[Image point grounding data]

▽

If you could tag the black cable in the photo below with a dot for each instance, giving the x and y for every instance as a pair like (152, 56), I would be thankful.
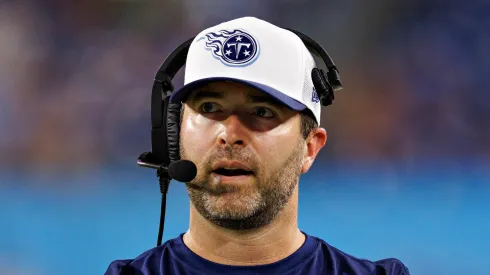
(164, 181)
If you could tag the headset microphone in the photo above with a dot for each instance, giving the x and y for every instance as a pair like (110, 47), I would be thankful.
(180, 170)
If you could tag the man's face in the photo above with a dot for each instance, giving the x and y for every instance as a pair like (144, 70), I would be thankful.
(248, 151)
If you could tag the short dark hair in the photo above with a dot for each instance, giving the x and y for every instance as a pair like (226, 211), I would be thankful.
(308, 122)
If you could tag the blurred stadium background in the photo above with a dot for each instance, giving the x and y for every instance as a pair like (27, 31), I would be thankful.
(405, 173)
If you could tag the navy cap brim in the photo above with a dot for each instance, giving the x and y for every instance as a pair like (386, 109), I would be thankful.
(180, 94)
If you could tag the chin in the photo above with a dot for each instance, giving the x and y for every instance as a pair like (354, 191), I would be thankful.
(233, 205)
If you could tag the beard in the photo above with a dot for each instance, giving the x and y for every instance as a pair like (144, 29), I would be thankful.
(244, 206)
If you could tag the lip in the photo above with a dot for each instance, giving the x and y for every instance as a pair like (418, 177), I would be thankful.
(229, 164)
(232, 179)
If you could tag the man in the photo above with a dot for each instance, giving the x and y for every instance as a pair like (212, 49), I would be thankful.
(250, 124)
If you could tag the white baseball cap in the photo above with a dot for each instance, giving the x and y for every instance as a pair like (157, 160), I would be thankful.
(258, 54)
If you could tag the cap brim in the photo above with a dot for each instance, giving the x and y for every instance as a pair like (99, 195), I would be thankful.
(180, 94)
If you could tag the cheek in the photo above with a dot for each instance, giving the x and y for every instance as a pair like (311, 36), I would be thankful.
(276, 146)
(196, 136)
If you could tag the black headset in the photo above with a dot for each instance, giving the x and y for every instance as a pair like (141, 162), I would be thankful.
(165, 116)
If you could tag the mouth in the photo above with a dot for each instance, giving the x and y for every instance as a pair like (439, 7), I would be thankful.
(227, 172)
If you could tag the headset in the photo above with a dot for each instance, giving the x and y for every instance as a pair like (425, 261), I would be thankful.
(165, 116)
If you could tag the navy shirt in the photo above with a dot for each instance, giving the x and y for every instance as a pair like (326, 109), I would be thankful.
(314, 257)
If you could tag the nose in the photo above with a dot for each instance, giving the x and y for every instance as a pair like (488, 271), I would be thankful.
(234, 132)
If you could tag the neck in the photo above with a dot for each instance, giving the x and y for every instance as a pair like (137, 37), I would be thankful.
(264, 245)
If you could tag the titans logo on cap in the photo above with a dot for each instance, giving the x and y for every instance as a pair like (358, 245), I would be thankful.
(232, 48)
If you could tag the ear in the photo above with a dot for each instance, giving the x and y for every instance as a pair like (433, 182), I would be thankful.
(314, 142)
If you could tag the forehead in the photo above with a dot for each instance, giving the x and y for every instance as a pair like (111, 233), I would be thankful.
(230, 89)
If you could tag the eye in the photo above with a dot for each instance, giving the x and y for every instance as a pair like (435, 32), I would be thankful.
(264, 112)
(209, 107)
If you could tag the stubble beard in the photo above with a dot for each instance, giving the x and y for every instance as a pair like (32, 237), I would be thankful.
(244, 207)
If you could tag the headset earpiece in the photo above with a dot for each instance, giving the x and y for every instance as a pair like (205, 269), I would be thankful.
(322, 86)
(173, 130)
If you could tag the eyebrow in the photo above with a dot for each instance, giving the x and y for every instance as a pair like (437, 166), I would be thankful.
(204, 94)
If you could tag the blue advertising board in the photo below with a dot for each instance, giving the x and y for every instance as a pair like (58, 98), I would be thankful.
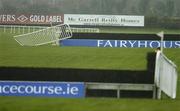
(48, 89)
(119, 43)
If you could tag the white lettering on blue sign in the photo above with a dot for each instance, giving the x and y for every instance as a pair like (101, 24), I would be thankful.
(60, 89)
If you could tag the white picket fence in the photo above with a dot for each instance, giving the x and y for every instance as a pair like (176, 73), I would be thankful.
(22, 29)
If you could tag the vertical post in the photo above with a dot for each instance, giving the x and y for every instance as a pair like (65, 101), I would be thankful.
(4, 28)
(118, 93)
(161, 35)
(162, 40)
(154, 92)
(159, 93)
(11, 28)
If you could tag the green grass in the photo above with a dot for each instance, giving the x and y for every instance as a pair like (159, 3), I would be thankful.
(11, 54)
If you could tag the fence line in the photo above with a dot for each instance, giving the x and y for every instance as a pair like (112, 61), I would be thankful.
(22, 29)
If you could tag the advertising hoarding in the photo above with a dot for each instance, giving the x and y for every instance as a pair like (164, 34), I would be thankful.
(40, 19)
(48, 89)
(104, 20)
(119, 43)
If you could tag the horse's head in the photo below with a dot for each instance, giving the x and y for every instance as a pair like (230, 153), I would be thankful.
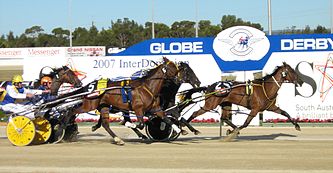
(64, 75)
(288, 74)
(169, 68)
(186, 75)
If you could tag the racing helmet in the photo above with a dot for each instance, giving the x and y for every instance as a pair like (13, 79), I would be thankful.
(45, 79)
(17, 79)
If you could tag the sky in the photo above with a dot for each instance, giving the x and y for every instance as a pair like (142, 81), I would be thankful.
(18, 15)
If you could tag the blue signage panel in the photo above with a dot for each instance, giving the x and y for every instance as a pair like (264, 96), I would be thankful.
(239, 48)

△

* [HOW TO COMPLETE THIS TASK]
Above are the records; copy them exactly without the pictures.

* [WRITTEN RESPONSE]
If you could tag the black cable in the photo below with a dot for each instance, giving the x and y for every instance as a pair like (152, 56), I would be thankful.
(164, 181)
If you could tag the headset microphone in the photo above with a dot for each instance, giving the x and y for every instance as a pair like (110, 47), I would be thankful.
(180, 170)
If you could tag the man's face in the photo above with a dot for each instance, giving the x and y for every instance as a pair like (144, 70), I would be thankful.
(248, 151)
If you could tag the short dark hair in the photo above with a dot for each instance, giving the x and y for every instance as a pair like (226, 211), I would be thankful.
(308, 122)
If you could tag the blurred stadium background in the photo above with a dot for each instance, giving the x and y for every instance as a pair like (27, 31), I would be thankful.
(405, 173)
If you could tag the navy cap brim in the photo above with a dot for each instance, giving the x and y for every instance as a pair like (386, 109), I would be thankful.
(180, 94)
If you could tag the chin in the photo above with a dot for each instance, giving the x and y for every instance as a pair like (354, 191), I would be thankful.
(233, 205)
If you could tag the beard in the photo above with a dot for each instance, giving the x and y for every instance as a pair like (144, 29), I would be thankful.
(244, 206)
If you could tag the lip in the photo above with a dot for each instance, giving the x and y for every instance as a pair like (418, 177), I would be thankful.
(229, 164)
(232, 179)
If you could tag the man in the photo above with a dot for each instance, giving the x and y for every instance as a pair like (212, 49), I would be thankful.
(250, 124)
If you could tag the white baseball cap in the photo above with a dot for each instance, giving the x and y for every instance as a pair like (157, 160), I would be thankful.
(258, 54)
If you could tag the cap brim in the photo above with a dot for each instance, giving the x and y for every instance as a pair like (99, 195), I would be thankful.
(180, 94)
If you could tag the cheek in the photo above with a dot for each instance, giving the x and y for every instance as a pair like (311, 36), I would be thankful.
(276, 146)
(196, 136)
If you could tag the black headset in the photo above with a dot for each instance, giving the x and y for every instance as a pair like (141, 162), I would be thankful.
(165, 116)
If you could tag the mouth in the photo above with a dot for each instance, giving the x and y for every instance as a pair like (439, 7), I would be thankful.
(227, 172)
If you could tag the headset in the photo above with a dot for each instance, giving the x and y for every instance as a pair like (425, 261), I would be thankful.
(165, 116)
If you could tag the navy shirt in the photo above with a dot for each instance, giving the x and y for every instance as a pair like (326, 109), I would be thankful.
(314, 257)
If you could tag the nose in the photo above with a dot for each instance, giving the x and y for every instance as a pair like (488, 271), I would be thankful.
(234, 132)
If you could tag the neck in the photo above with a dot for each instance, giving the x and y for every instance as a pair like (137, 37), I would be thankful.
(264, 245)
If you could tag the titans logo on cap in the photo above with a dot for each instance, giving the x and y for every instance as a pair like (358, 245), I would be thankful.
(232, 48)
If you could tag the ear in the photo above with a dot for each instance, giving the x and y for every instance as a pair like (433, 182), I would be thankful.
(314, 142)
If you could tag the forehead in the photo above with a dot for each instance, giving the x and y for every instance as a pair like (111, 233), I would be thankful.
(230, 89)
If you could tag the eye in the photo above with a dot for each instance, giving the x and y for every instance as a pair like (435, 32), I would be thankful.
(264, 112)
(209, 107)
If you could tag the stubble beard in the photo above with a dot for each instance, giving the x and y for every instance as a pair like (32, 237), I would be thankful.
(244, 207)
If you could tag the headset earpiece in the photo above with a dot for each instance, giving the x and y for every instance as a pair like (205, 269), I would be thankful.
(322, 86)
(173, 130)
If you could tag the eyebrow in the photo above with a dot for each instance, giving the x and y for every instance as a pair like (437, 166), I would be thankful.
(204, 94)
If you could tag the blue advertising board in the photo below with a dot for each instance, giving the x and y for every instance as a pair like (58, 98), I would be thankful.
(48, 89)
(119, 43)
If you could tag the white lettering on blue sign in the photo above with a dot for each instance, giving the x and y for every instance as a pair like (101, 24), I would be thankful.
(60, 89)
If you could tag the white picket fence in the photo above with a dot for each instance, giving the x and y for every instance as a pair like (176, 73), I would be thankful.
(22, 29)
If you could tag the vertical post in the photo above with a dot for each instance, giving the x and y for every instance as a pair like (65, 101), I would be thankful.
(4, 28)
(118, 93)
(161, 35)
(162, 40)
(154, 92)
(159, 93)
(11, 28)
If you could tag the green grass in the photo above with a dot for each instance, giving the x and y for every instance as a pair like (159, 3), I would be thankful.
(11, 54)
If you could tag the fence line in the photo above with a dot for each instance, giving the x and y for every instance as a pair like (112, 61), I would be thankful.
(22, 29)
If you could tag the advertising hoarding in the photo above with a dot for each instance, giving the x and y for every instance as a pair like (164, 34), I would be thankful.
(40, 19)
(48, 89)
(104, 20)
(119, 43)
If you could tag the horse's head in the photo below with a dot for each instance, giving the x and y for every instance as a pair like (230, 153), I would be thankful.
(64, 75)
(288, 74)
(169, 68)
(186, 75)
If you could tag the racing helmet in the photo above with a dot for each instance, giving the x and y for every instance as a pair like (13, 79), I would be thankful.
(45, 79)
(17, 79)
If you could tag the sky in the photo above with a dot for each instance, giving the x and y for every instance as a pair like (142, 81), I would be thankful.
(18, 15)
If you could tag the blue signage panel in the photo above with a dot for each instance, giving the x and y for every instance as a pair like (264, 96), I would be thankful.
(239, 48)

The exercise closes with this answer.